Required task ▸ Pull out each line of the items that contains the word "green", treating uppercase and lowercase letters as different.
[begin Stored records]
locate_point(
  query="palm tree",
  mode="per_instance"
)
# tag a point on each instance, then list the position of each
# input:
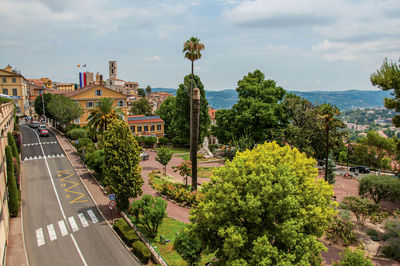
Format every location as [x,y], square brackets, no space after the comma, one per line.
[327,115]
[192,48]
[102,115]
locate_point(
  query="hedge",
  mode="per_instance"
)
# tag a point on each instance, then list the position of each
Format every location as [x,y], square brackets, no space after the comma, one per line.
[380,188]
[126,232]
[13,201]
[141,251]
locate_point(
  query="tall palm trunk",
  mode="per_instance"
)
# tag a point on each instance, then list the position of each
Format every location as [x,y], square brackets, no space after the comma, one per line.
[195,124]
[326,152]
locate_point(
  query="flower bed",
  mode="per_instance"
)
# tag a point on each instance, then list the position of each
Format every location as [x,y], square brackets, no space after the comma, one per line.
[178,192]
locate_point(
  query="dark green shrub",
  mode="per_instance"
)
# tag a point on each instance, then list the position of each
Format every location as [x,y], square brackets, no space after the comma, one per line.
[13,199]
[125,232]
[163,141]
[393,249]
[373,234]
[341,230]
[188,247]
[380,188]
[353,258]
[141,251]
[77,133]
[150,141]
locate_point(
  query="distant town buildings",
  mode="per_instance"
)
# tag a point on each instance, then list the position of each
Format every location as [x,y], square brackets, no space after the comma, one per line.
[15,86]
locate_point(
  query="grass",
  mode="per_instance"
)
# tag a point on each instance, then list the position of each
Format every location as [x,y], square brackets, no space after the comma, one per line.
[205,172]
[168,229]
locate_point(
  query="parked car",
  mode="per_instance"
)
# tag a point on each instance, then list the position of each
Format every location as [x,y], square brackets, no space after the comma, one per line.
[361,169]
[41,127]
[44,133]
[34,124]
[144,156]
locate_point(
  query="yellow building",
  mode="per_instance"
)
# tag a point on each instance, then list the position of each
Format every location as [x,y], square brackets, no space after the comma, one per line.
[142,125]
[6,125]
[65,86]
[14,85]
[88,97]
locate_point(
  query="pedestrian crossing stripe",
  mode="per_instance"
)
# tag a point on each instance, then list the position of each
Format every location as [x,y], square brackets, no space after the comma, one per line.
[44,157]
[51,230]
[34,144]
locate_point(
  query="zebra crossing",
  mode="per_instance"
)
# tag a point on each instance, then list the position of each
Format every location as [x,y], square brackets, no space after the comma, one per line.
[51,229]
[49,156]
[33,144]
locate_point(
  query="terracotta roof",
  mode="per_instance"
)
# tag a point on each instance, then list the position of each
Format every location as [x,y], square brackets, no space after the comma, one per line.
[136,119]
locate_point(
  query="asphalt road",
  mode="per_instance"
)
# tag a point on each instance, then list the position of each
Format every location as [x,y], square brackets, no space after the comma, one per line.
[61,223]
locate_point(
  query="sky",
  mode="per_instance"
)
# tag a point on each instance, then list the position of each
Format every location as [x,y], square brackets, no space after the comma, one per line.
[304,45]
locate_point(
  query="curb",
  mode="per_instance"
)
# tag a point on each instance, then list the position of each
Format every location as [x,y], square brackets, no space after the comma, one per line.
[95,203]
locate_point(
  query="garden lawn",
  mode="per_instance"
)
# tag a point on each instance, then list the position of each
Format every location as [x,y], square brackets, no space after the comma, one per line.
[168,229]
[205,172]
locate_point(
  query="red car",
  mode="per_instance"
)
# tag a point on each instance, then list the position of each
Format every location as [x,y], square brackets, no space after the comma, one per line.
[44,133]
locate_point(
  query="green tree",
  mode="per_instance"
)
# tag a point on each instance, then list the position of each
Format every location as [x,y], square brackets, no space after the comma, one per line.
[387,78]
[13,199]
[121,171]
[39,105]
[188,247]
[148,89]
[141,107]
[141,92]
[353,258]
[149,212]
[266,207]
[328,114]
[259,111]
[64,109]
[102,115]
[167,113]
[181,121]
[164,155]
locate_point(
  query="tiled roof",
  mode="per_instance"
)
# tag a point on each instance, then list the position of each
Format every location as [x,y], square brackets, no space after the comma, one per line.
[132,119]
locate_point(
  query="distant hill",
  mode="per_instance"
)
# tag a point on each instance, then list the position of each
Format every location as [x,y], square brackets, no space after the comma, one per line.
[345,100]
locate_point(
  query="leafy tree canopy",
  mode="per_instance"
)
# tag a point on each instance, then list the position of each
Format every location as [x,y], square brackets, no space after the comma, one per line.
[388,78]
[265,207]
[121,171]
[141,107]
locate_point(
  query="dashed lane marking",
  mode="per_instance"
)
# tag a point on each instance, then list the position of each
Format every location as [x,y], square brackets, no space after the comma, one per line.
[40,237]
[63,228]
[83,219]
[92,216]
[73,224]
[52,232]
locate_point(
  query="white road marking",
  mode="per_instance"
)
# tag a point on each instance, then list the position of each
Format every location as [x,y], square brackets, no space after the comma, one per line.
[40,237]
[73,224]
[92,216]
[83,219]
[63,228]
[52,232]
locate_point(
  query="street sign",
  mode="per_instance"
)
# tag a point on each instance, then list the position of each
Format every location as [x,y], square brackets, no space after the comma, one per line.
[112,203]
[111,196]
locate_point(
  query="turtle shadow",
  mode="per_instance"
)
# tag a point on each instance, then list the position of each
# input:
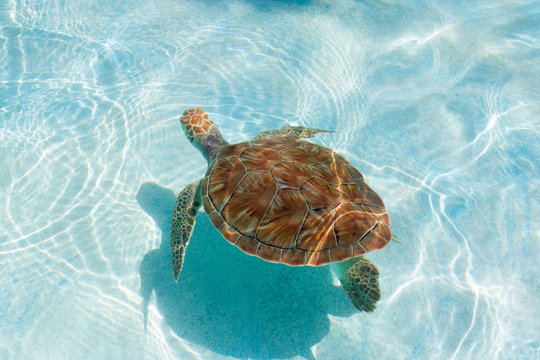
[end Stored records]
Response to this task ▸
  query="dark green shrub",
  query="green tree",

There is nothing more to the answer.